### JOB:
Reproduce the records below verbatim, but leave out the pictures.

(Entries on locating named items)
.....
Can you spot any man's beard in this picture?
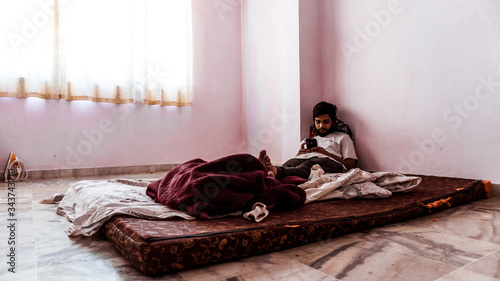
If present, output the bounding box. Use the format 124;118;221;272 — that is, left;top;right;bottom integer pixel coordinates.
314;126;334;137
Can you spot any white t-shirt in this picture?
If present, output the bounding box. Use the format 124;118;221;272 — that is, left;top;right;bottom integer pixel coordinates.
294;132;358;160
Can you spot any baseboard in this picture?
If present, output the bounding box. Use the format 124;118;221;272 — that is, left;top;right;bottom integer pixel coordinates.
24;164;178;180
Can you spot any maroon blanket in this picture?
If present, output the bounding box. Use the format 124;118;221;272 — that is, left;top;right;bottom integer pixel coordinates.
146;154;306;219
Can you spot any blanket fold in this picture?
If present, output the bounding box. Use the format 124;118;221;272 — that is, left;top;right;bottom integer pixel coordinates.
146;154;306;219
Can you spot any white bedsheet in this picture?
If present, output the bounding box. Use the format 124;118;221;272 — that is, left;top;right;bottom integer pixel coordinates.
57;180;194;236
299;165;422;204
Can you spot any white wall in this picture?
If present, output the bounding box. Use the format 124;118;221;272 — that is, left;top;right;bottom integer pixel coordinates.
322;0;500;183
0;0;244;170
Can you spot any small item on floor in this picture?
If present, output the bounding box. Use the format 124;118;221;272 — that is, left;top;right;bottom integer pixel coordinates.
39;193;64;204
3;152;28;182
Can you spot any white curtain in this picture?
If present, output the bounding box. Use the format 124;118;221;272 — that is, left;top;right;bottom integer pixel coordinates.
0;0;192;106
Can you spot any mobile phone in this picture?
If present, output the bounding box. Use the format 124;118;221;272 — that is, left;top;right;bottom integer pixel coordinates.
306;139;318;149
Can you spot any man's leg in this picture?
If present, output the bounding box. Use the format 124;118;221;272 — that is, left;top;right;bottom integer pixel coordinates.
276;158;314;180
310;157;344;173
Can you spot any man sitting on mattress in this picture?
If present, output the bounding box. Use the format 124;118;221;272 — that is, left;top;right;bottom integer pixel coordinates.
259;101;357;180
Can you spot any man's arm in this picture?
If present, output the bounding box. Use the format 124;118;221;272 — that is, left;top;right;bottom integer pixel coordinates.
310;146;358;171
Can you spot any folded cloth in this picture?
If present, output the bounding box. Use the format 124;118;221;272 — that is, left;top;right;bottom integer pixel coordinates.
146;154;306;219
299;165;422;204
243;202;269;222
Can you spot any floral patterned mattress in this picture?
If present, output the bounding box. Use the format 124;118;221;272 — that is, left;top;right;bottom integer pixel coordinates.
101;176;491;276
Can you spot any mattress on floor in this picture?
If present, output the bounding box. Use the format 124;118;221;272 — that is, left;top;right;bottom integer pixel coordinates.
102;176;491;275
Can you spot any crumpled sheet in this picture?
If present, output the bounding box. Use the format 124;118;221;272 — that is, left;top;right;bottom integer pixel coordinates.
53;180;194;236
299;165;422;204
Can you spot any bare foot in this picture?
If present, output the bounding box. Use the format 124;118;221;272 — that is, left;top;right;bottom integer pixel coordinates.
259;150;278;177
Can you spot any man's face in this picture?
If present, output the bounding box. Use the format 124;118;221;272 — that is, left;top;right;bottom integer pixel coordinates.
314;114;333;137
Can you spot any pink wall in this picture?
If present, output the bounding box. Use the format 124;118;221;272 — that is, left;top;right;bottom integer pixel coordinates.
242;0;300;163
322;0;500;183
0;0;244;170
295;0;324;139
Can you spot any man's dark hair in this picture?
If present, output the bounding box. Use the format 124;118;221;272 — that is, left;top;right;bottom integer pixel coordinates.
313;101;337;122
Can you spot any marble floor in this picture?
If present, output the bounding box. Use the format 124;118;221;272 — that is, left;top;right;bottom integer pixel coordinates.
0;173;500;281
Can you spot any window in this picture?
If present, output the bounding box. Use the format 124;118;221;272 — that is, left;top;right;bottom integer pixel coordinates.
0;0;192;106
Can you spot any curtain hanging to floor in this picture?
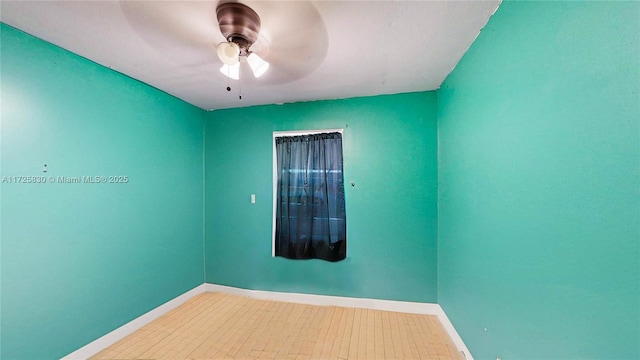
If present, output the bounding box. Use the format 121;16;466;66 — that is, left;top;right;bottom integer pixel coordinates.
275;132;347;261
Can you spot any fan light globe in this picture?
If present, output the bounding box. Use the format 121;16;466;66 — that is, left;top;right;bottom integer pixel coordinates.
216;42;240;65
247;53;269;77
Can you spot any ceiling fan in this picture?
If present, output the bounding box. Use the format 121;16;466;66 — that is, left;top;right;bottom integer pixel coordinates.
216;2;269;80
117;0;329;87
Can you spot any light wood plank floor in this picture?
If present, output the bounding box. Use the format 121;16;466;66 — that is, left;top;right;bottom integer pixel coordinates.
92;293;463;359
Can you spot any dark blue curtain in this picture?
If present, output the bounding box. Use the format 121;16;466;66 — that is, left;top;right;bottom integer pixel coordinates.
275;133;347;261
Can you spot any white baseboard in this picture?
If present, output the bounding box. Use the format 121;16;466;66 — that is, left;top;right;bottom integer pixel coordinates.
61;284;206;360
204;283;473;360
61;283;473;360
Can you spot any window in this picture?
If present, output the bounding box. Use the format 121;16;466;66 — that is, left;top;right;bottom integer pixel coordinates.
272;130;347;261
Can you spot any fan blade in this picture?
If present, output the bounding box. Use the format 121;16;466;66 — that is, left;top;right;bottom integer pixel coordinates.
244;1;329;85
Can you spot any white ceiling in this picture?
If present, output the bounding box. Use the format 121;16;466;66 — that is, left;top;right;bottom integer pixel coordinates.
0;0;500;110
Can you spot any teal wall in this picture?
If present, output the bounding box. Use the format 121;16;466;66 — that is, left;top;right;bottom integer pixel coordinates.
205;92;437;302
0;24;205;359
438;2;640;359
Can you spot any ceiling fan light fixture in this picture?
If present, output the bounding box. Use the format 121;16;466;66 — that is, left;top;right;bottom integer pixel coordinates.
.....
### SOLUTION TO THE PROBLEM:
Can you spot any man's beard in this picture?
If present, output the bounding box. Use the format 124;118;221;272 — that is, left;top;right;bottom integer pixel coordinates.
314;126;334;137
Can you spot any white t-shirt in this picture?
If present, output the bounding box. Use the format 124;118;221;272 — that is, left;top;right;bottom integer pixel coordinates.
294;132;358;160
Can you spot any baseboard in this picture?
If present, output the bounding box. Use the format 124;118;221;272 — that is, left;top;right;bottom integer pixel coordinates.
24;164;178;180
Can you spot any maroon blanket in this picture?
If present, output the bounding box. Use the format 124;118;221;272 — that is, left;top;right;bottom integer pixel coordinates.
146;154;306;219
Can you spot any blanket fold in this picture?
If present, output the bounding box. Use the format 124;118;221;272 — that is, left;top;right;bottom integer pixel coordinates.
146;154;306;219
Can you spot any white bedsheet in this picture?
If present, output the bounding box. Use the format 124;118;221;272 — that is, left;top;right;bottom integer pixel coordinates.
57;180;194;236
299;165;422;204
Can you spot any white wall in this picture?
If present, output the bounding box. Use the format 124;118;221;272 — that is, left;top;right;bottom integer pixel coordinates.
322;0;500;183
0;0;244;170
Can you spot any small item on floor in this picture?
If present, output the bounding box. Use the format 124;118;221;272 — that is, left;top;right;bottom integer pixel coordinates.
39;193;64;204
3;152;28;182
Can you spot any white curtain in this picture?
If present, output the bounding box. Use the format 124;118;221;272 — that is, left;top;right;bottom integer pixel coordinates.
0;0;192;106
Can you spot any mobile phone in this picture?
If present, output the bounding box. Use the format 124;118;221;272 — that is, left;top;right;bottom integer pixel coordinates.
306;139;318;149
Can you spot any man's leg in this picture?
If present, output the bounding box. Use the format 124;118;221;272 — that is, left;top;right;bottom integer pixel coordinates.
276;158;314;180
310;157;344;173
Can you spot any man sitting on mattress in this picture?
If present, output the bounding box. Use the format 124;118;221;272 — that is, left;top;right;bottom integer pixel coordinates.
259;101;357;180
Can you spot any man's arm in this picture?
If present, output the bounding box. Use the format 124;118;221;272 — that is, left;top;right;bottom integer pixel coordinates.
310;146;358;171
Can you spot any folded cloth in this picture?
If present, output the bounding box. Use the format 124;118;221;272 — that is, left;top;right;bottom integer pixel coordinates.
146;154;306;219
299;165;422;204
243;202;269;222
Can you spot any floral patterned mattress in this picture?
If present, output the bounding box. Use the format 124;118;221;272 — that is, left;top;right;bottom integer pixel coordinates.
101;176;491;276
Can you spot any mattress on floor in this picture?
If present, output the bounding box. Use the format 124;118;221;272 — that is, left;top;right;bottom integer pixel coordinates.
102;176;491;275
Can you spot any crumpled sheet in this picture?
If present, output the bounding box. Use the format 124;118;221;272 — that is, left;top;right;bottom integer pixel coordinates.
53;180;194;236
299;165;422;204
Can you spot any bare foot in this picture?
If present, output the bounding box. Use the format 124;118;221;272 — that is, left;top;right;bottom integer pixel coordinates.
259;150;278;177
Can you spot any man's face in this picture?
If present, output the bounding box. Use the format 124;118;221;272 — that is, left;top;right;bottom integer pixel coordinates.
314;114;333;137
Can you spot any pink wall in this picture?
If present, output the bounding box. Use the format 124;118;221;272 — that is, left;top;right;bottom integer pixel coordinates.
242;0;300;163
322;0;500;183
0;0;244;170
295;0;324;139
Can you spot any man's dark hair in this picture?
If present, output the bounding box. Use the format 124;118;221;272 — that is, left;top;right;bottom integer pixel coordinates.
313;101;337;122
Can you spot any marble floor in this picture?
If present, output the bounding box. Use the format 124;118;221;272 — that is, left;top;right;bottom integer pixel coordinates.
0;173;500;281
Can you spot any window in this picture?
If present, output the bounding box. Use the format 124;118;221;272 — that is, left;top;right;bottom integer pixel coordinates.
0;0;192;106
Can you spot any curtain hanging to floor in this picture?
If present, output the bounding box. Use the format 121;16;466;66 — that is, left;top;right;bottom integer pixel coordinates.
275;132;347;261
Can you spot any fan light globe in this picture?
If present, output the bounding box. Use the format 121;16;466;66 — that is, left;top;right;bottom integer pixel coordinates.
216;42;240;65
247;53;269;77
Can you spot any ceiling fan in this picture?
If present, output the bounding box. Use the format 121;16;466;66 — that is, left;top;right;bottom integer pixel coordinates.
216;2;269;80
117;0;329;87
Can you spot any light wood plank floor in this picture?
If present, output the bounding box. Use the format 121;16;466;66 — that is, left;top;right;bottom integer pixel coordinates.
92;293;463;359
Can you spot any dark blue curtain in this picture?
If present, output the bounding box. Use the format 121;16;466;66 — that is, left;top;right;bottom integer pixel coordinates.
275;133;347;261
Can you spot any white baseboard in this picture?
If present, output the bounding box. Use the format 121;16;466;66 — that is, left;top;right;bottom integer pixel coordinates.
61;284;206;360
204;283;473;360
61;283;473;360
Can you spot any window in this picture?
If present, output the bounding box. Use the format 121;16;466;66 — that is, left;top;right;bottom integer pixel coordinates.
272;130;347;261
Can you spot any fan blade in this picture?
If present, output the bounding box. Use the format 121;16;466;66 — that is, left;top;right;bottom integer pixel coordinates.
244;1;329;85
Can you spot any white ceiling in this picture?
If present, output the bounding box. Use the format 121;16;466;66 — that is, left;top;right;bottom integer pixel coordinates.
0;0;500;110
Can you spot any teal wall in this picture?
If present, output the bounding box. Use the format 121;16;466;66 — that is, left;top;right;bottom integer pixel coordinates.
205;92;437;302
0;24;205;359
438;2;640;359
Can you spot any ceiling fan light fixture in this picture?
If present, output the bounding box. Use the format 121;16;466;66 — that is, left;top;right;bottom integer pixel coordinates.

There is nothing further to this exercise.